**Data for the task:**
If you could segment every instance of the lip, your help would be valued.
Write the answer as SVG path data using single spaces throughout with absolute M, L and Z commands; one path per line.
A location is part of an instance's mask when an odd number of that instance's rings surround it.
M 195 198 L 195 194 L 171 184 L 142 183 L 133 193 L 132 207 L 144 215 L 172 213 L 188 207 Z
* * *
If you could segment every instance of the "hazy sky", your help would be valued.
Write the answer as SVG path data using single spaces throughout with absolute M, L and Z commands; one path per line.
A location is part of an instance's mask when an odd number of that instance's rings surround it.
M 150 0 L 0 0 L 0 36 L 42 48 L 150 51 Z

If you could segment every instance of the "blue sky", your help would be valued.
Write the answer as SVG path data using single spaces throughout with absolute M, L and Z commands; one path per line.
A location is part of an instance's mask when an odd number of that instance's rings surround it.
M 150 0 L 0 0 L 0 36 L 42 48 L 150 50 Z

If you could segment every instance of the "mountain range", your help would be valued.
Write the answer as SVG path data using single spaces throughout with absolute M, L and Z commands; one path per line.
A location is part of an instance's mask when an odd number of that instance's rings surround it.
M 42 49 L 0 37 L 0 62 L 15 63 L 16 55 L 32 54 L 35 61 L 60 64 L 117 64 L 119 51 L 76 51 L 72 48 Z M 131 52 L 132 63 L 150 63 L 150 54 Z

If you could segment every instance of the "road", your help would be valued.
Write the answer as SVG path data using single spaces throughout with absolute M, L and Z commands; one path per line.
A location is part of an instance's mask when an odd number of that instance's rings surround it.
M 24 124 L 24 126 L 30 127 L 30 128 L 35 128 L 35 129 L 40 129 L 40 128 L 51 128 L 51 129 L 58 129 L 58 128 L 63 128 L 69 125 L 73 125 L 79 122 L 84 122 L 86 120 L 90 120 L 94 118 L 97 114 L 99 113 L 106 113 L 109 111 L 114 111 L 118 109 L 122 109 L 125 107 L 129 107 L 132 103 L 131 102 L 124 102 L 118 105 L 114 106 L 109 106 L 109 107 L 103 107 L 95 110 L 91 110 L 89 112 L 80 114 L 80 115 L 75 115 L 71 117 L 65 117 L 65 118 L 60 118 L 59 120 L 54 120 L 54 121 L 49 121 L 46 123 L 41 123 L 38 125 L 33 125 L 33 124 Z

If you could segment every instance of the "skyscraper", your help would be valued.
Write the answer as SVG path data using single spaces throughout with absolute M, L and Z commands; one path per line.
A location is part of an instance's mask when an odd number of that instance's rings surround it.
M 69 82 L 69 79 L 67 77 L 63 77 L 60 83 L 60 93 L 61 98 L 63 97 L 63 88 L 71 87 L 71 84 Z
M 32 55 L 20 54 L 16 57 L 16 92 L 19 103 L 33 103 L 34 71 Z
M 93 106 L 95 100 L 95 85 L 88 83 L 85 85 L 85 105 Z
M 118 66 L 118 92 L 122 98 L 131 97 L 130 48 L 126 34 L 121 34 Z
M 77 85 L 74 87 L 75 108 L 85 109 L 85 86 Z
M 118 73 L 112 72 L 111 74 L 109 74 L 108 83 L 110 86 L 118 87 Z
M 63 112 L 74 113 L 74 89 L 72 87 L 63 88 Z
---
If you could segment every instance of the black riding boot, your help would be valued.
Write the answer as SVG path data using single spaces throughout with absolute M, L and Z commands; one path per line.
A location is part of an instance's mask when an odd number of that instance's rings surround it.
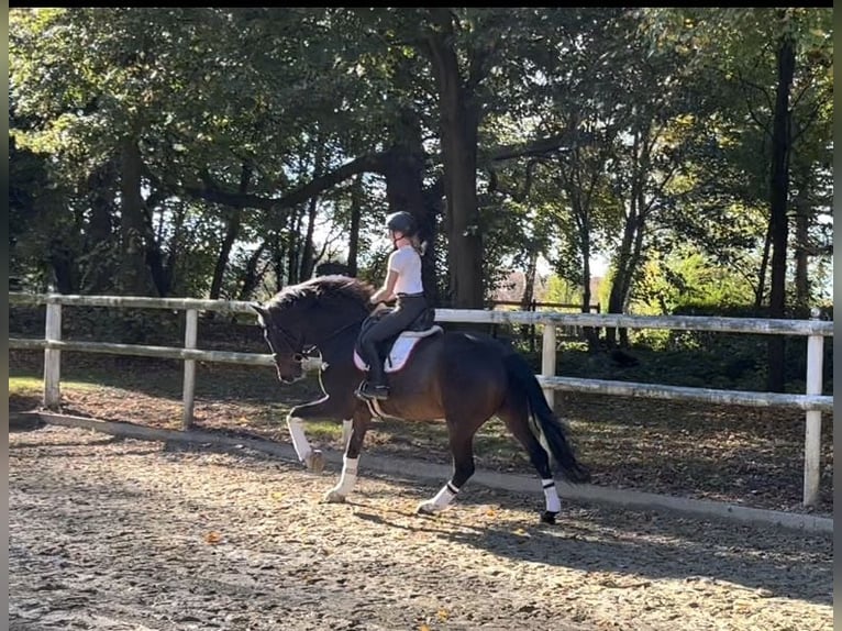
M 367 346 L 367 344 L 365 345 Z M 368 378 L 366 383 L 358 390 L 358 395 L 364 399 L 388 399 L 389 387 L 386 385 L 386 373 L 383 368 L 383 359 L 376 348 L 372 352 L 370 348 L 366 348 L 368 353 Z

**Task objective:** Show each line of the records that contains the string "valued".

**Answer below:**
If you could segment every instance of the lip, your help would be valued.
If you could segment every instance of the "hazy sky", your help would be valued.
If you could segment every instance of the "blue sky", your help would be valued.
If you could segment every instance of the "mountain range", your help would be valued.
If you could segment every instance of the "road", your help would be valued.
If you could segment every instance of the "skyscraper", your help would be valued.
If you could segment every instance of the black riding boot, your help would be valued.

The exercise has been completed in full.